▶ PROBLEMS AND TASKS:
1. Render this sentence from the Copper Fox news item in Spanish: "Drill hole 2012CF427, located 400 metres northwest of hole 2012CF426, tested the strike extension of the chargeability anomaly at Discovery Zone."
2. List every distance given in meters in the Copper Fox news item, along with what each one measures.
3. Carry the Copper Fox news item forward from its final sentence, keeping the same reporting style.

▶ PASSAGE TO READ:
══════════

Thursday, 2 August 2012

Copper Fox extends mineralization, buys more claims at Schaft Creek

Copper Fox (CVE:CUU) has extended mineralization at the Discovery Zone, and acquired more land at Schaft Creek, in British Columbia.

The Calgary, Alberta-based company said two diamond drill holes tested the 1,800 metre long by 900 metre wide chargeability anomaly known as the Discovery Zone.

Diamond drill hole 2012CF426 intersected variable concentrations of visible chalcopyrite, a copper iron sulphide mineral, over 90 per cent of the core length at the Discovery Zone. 

Drill hole 2012CF427, located 400 metres northwest of hole 2012CF426, tested the strike extension of the chargeability anomaly at Discovery Zone.

This hole hit variable concentrations of chalcopyrite and sporadic molybenite mineralization from an interval of 250 metres to 769 metres.

══════════

▶ DATA LINES:
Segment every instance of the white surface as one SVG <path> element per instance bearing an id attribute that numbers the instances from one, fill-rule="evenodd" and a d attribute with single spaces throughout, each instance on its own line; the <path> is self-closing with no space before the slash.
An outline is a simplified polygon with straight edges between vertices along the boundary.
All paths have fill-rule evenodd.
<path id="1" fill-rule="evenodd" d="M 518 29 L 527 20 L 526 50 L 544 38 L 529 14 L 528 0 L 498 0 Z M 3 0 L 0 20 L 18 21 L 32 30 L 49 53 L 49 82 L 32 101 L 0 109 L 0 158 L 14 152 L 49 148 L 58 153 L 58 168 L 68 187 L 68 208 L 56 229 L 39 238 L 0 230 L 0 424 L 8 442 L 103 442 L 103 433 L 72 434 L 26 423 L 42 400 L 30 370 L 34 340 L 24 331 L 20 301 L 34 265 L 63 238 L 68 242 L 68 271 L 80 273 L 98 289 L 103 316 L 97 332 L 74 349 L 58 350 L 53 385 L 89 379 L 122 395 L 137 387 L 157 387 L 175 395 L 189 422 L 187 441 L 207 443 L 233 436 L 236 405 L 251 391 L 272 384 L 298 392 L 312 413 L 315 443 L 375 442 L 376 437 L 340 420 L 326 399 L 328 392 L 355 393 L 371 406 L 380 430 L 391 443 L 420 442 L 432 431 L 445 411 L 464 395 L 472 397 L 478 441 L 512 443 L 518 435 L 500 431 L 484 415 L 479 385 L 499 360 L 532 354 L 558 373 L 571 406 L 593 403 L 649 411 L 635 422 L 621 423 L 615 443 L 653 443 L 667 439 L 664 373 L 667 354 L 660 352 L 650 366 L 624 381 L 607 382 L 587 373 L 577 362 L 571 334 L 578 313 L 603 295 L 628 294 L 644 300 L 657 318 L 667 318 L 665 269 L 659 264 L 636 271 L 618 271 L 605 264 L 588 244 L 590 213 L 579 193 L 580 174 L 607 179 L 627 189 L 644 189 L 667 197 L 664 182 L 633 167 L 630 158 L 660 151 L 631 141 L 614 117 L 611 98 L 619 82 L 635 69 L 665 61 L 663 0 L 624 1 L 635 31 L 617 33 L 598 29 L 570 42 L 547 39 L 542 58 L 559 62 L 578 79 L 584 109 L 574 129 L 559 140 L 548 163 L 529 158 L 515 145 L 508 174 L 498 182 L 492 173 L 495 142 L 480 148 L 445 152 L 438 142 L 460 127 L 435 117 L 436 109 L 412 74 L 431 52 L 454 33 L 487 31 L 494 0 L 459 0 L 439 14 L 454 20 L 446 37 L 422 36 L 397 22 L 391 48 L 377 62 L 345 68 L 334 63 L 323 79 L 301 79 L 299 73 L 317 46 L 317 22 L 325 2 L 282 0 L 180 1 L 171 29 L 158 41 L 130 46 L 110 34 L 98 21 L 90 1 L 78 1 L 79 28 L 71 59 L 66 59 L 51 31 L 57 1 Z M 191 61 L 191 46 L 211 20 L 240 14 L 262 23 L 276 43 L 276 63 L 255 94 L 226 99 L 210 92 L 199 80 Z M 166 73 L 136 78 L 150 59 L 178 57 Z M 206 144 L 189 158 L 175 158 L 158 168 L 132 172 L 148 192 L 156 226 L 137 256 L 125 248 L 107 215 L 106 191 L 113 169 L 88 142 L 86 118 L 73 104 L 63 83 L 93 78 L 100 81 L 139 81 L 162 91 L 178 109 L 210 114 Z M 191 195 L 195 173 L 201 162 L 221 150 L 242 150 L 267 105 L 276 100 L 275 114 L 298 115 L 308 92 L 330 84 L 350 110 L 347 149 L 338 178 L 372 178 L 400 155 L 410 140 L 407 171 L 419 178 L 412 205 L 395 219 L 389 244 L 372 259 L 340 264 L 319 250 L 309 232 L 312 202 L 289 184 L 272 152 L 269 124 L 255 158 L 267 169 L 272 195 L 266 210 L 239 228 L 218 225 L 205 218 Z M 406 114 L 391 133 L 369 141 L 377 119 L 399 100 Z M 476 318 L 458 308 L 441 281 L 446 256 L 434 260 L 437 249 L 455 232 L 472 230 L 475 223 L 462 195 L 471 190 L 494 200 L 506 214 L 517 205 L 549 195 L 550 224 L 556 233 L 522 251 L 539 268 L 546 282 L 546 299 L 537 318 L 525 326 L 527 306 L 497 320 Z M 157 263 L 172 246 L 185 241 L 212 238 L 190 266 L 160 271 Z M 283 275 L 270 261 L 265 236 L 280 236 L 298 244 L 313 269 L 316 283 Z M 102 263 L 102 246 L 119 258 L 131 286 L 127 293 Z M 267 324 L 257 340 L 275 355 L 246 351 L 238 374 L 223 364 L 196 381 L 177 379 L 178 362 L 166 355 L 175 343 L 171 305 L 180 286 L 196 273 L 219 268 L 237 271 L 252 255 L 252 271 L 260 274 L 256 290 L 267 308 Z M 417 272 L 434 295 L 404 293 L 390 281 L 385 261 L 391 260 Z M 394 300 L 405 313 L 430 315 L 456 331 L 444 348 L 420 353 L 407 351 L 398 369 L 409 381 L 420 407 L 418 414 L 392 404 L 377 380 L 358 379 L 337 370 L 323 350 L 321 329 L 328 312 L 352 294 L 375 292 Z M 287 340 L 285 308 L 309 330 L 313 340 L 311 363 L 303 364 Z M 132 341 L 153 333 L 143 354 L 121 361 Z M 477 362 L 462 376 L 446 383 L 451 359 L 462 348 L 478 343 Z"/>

══════════

▶ RESULTS FOR EACH TASK:
1. El pozo de perforación 2012CF427, ubicado a 400 metros al noroeste del pozo 2012CF426, probó la extensión en rumbo de la anomalía de cargabilidad en la Discovery Zone.

2.
- 1,800 meters: length of the chargeability anomaly known as the Discovery Zone
- 900 meters: width of that anomaly
- 400 meters: distance of drill hole 2012CF427 northwest of hole 2012CF426
- 250 meters: start of the interval in hole 2012CF427 with chalcopyrite and molybenite mineralization
- 769 meters: end of that interval

3.
The chalcopyrite-molybdenite mineralization occurs as disseminations, veins and veinlets, which exhibit a number of thin basic dikes.  This hole contains large intervals of silicification.

“I am pleased with the results of the first two holes completed in the Discovery Zone,” Copper Fox chief executive Elmer Stewart said in a statement.

“The mineralization in the drill core combined with the results of the Aster study and field mapping support the existence of additional zones of copper-molybdenite mineralization to the north along the previously identified Schaft Creek mineral trend.”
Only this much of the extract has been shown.